#### Quoted passage ####

22.On the other hand it was argued on behalf of Mr Earl that “Mr Earl benefits from the trust only by having a right to live on the property and use its assets, to receive $1,000.00 per month for his support and for exceptional expenses to be paid on his behalf should the other trustees agree.” [11] Counsel argued that in this situation a consideration of the Principles leads to the conclusion that it should be determined that Mr Earl is not an “attributable stakeholder”.
[11] Respondent’s Statement of Facts and Contentions para.14.
DETERMINATION OF THE ISSUES
Is Mr Earl an “attributable stakeholder” within the meaning of the Social Security Act 1991?
23.The Act does not provide any guidance other than that the decision-maker must comply with any relevant decision-making principles. The Principles are set out in the Schedule.
24.In order to comply with the requirement set out in the Act it is necessary to consider all of the Principles to ascertain those which are relevant to the facts before me. It is then necessary to decide whether the application of one or more of the circumstances set out in the Principles ‘provides a sufficient basis on which to determine that the individual is not an attributable stakeholder of the …. trust.” [12] This approach is consistent with that of the Tribunal in Cocks v Secretary, Department of Family and Community Services (2002) 72 ALD 306.
[12] Principle 6.
25.Principle 6 provides a general statement as to the application of the Principles in that it requires consideration of the circumstances set out in the relevant principles and “the reason why, but for a determination, the individual would be an attributable stakeholder”. [13]
[13] Principle 6 (2)(a).
26.In this matter Mr Earl would be an attributable stakeholder (if there is no determination otherwise) because the trust is a “designated private trust” under section 1207P [14] and the individual concerned (Mr Earl) passes the control test set out in the section. He passes the test for two reasons and both are to be taken in to account.
[14] The trust is a “designated private trust” because it is a trust which does not come within any of the exceptions set out in the section.
27.The parties have agreed that Mr Earl passes the test because he is a trustee and for this reason it was not necessary to consider any further facts for the purpose of deciding that the trust is a designated private trust. However the consideration of other grounds for reaching this conclusion is relevant under Principle 6 (2)(a). I accept the proposition put by Counsel for the Secretary that Mr Earl also passes the control test because his beneficial interest in the income of the trust is 50% or more. Mr Earl is entitled to the income of so much of the fund as consists of the superannuation proceeds [15] which were well in excess of 50% of the funds which were originally contributed to the fund. The other major asset of the trust, being the “Valley View” property, has earned little, if any, income.Presently it earns no income other than that represented by some unspecified assistance from a neighbour in return for the agistment of stock.
[15] Pursuant to clause 3(iii)(b) of the Will.
28.I turn now to consider the other circumstances mentioned in Part 2 of the Principles.
Principle 7: Circumstances affecting the relationship with the trust
29.It is required that consideration be given to whether any relevant circumstances make it inappropriate for the individual to be an attributable stakeholder. Included in “relevant circumstances” are the legal structure and administrative arrangements of the trust and whether the individual “can reasonably be expected to exercise effective control in relation to the … trust.”
30.Mr Earl is one of three trustees who have equal standing both in the legal structure and administrative arrangements of the trust, although understandably Mr Foster does not take the same interest in the day to day operation of the farm as do the others. Nothing in the formal arrangements for administering the trust prevent his taking a greater role in this regard.

#### Material provided ####

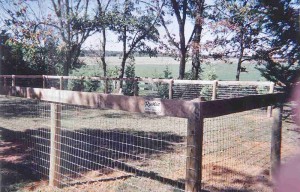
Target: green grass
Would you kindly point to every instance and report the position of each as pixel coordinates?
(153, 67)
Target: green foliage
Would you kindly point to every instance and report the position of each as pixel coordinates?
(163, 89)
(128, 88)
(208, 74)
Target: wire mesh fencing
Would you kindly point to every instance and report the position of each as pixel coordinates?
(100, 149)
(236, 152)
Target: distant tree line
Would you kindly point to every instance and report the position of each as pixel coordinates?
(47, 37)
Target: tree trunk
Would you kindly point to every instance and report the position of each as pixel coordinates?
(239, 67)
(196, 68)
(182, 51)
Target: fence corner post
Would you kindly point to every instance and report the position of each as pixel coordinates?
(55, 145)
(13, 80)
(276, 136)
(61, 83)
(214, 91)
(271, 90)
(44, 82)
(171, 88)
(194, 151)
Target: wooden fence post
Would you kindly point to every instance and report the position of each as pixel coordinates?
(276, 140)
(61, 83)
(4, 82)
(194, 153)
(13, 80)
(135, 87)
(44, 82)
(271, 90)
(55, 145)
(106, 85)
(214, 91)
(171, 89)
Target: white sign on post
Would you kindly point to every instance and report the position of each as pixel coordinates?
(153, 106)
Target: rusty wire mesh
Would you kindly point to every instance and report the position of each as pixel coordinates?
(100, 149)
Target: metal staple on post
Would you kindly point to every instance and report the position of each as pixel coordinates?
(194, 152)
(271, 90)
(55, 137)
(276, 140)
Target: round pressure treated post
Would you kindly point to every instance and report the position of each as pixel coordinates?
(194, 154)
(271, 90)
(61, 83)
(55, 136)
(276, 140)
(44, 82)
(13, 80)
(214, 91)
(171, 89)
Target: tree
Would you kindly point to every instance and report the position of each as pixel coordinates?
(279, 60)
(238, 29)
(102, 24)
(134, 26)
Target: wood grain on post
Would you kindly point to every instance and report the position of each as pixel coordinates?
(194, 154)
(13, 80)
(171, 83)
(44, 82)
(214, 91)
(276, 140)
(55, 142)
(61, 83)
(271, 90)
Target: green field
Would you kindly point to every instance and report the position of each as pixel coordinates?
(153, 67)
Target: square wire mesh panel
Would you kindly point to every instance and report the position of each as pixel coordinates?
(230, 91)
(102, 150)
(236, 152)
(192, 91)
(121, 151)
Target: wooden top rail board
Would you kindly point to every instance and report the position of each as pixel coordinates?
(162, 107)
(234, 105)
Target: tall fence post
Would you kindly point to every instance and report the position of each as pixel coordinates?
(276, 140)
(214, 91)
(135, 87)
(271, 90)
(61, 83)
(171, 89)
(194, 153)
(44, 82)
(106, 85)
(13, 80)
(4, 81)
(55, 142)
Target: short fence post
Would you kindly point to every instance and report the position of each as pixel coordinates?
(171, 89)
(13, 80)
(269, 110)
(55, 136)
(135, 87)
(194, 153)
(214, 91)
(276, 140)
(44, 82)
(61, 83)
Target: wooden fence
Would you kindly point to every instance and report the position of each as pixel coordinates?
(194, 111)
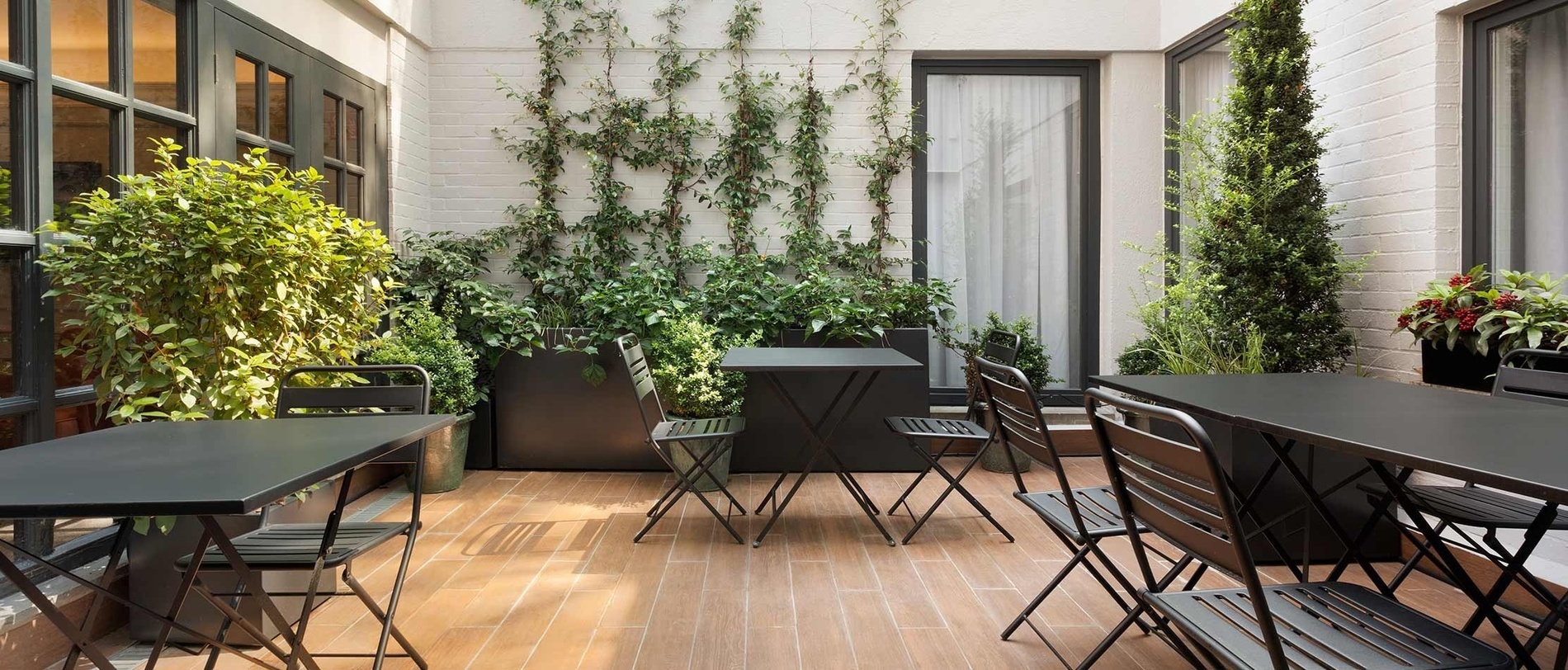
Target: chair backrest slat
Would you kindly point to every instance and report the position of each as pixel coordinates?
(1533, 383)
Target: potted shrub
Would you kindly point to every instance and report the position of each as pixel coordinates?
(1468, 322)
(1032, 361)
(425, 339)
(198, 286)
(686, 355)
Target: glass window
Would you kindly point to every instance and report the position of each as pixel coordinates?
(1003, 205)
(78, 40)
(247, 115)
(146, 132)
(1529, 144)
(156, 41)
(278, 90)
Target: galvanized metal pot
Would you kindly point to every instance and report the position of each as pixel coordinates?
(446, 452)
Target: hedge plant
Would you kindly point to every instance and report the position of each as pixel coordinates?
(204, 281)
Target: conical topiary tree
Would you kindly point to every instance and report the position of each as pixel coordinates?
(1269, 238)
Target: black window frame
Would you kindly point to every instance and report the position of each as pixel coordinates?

####

* Stated goal 1: In the tribunal decision, which earlier Tribunal case is the described approach to applying the Principles consistent with?
* Stated goal 2: Translate this sentence from the tribunal decision into Spanish: "The parties have agreed that Mr Earl passes the test because he is a trustee and for this reason it was not necessary to consider any further facts for the purpose of deciding that the trust is a designated private trust."

* Expected answer 1: Cocks v Secretary, Department of Family and Community Services (2002) 72 ALD 306.

* Expected answer 2: Las partes han acordado que el Sr. Earl supera la prueba porque es fideicomisario y, por esta razón, no fue necesario considerar ningún otro hecho a efectos de decidir que el fideicomiso es un fideicomiso privado designado.